* _Source material_:

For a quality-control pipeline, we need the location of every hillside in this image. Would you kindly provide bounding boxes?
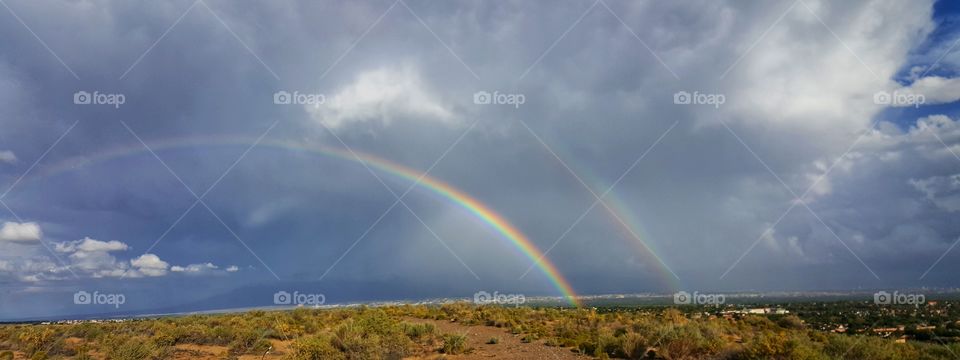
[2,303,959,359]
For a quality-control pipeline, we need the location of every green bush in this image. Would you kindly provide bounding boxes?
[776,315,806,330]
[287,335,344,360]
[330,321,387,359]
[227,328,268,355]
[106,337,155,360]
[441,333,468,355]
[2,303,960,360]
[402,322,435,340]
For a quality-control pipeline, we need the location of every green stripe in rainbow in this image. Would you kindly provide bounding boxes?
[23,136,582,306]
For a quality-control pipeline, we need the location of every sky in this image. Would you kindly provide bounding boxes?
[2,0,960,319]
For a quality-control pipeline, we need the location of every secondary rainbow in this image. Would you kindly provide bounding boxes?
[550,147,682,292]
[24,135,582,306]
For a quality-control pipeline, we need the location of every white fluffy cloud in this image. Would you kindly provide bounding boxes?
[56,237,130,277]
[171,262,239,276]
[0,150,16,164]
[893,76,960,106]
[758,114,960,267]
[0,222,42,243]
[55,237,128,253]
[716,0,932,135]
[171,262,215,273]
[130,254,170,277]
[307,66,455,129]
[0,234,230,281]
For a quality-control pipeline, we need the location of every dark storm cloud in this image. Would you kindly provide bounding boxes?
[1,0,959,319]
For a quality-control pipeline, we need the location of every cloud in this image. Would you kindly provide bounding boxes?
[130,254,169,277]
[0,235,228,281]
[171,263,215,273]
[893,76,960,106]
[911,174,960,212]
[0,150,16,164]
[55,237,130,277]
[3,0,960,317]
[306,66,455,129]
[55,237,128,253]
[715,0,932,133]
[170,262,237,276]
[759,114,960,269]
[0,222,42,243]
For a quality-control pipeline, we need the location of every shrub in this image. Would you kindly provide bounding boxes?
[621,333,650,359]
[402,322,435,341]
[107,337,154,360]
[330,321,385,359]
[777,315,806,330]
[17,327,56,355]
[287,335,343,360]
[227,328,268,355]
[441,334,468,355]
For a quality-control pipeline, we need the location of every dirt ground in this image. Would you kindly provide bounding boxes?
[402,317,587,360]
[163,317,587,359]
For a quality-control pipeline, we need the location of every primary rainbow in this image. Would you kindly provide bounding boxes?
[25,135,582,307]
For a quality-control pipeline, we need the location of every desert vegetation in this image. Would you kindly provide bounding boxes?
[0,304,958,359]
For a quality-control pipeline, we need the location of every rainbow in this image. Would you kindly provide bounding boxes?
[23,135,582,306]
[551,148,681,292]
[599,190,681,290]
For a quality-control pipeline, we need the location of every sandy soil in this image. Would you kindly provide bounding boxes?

...

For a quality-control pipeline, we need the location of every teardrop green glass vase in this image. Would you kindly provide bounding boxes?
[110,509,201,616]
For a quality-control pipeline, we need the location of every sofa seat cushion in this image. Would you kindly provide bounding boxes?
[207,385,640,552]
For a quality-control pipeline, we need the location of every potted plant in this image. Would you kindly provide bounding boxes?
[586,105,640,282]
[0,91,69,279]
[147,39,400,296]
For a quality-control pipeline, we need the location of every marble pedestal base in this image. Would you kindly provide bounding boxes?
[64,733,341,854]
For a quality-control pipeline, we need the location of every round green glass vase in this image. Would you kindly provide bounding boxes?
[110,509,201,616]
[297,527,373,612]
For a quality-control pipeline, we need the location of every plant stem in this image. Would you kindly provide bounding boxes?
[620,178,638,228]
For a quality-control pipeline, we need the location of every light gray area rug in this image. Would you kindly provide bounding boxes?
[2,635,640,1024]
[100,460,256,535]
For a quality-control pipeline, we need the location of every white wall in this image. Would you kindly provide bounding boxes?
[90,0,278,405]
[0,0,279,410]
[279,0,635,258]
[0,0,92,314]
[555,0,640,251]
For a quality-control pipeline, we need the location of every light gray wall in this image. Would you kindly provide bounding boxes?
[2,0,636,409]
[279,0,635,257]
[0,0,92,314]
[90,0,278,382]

* _Work required_: Keeping every character as it is, restate the lines above that run from the line with "of every primary" through the line with "of every sandy", both included, and nothing else.

* _Answer to the exercise_:
For a quality-control pipeline, we need the location of every primary rainbow in this image. Would you kindly provide bounding boxes?
[25,135,582,307]
For a quality-control pipeline, we need the location of every desert vegetation in this image. Would you kindly provide bounding boxes?
[0,304,958,359]
For a quality-control pipeline, we need the location of every rainbow in this image. Would you kindly provide bounding boxes?
[23,135,582,306]
[551,148,681,292]
[599,190,681,290]
For a quality-control pipeline, we need the location of every sandy soil in this image. Would you kindly provide bounding boxes?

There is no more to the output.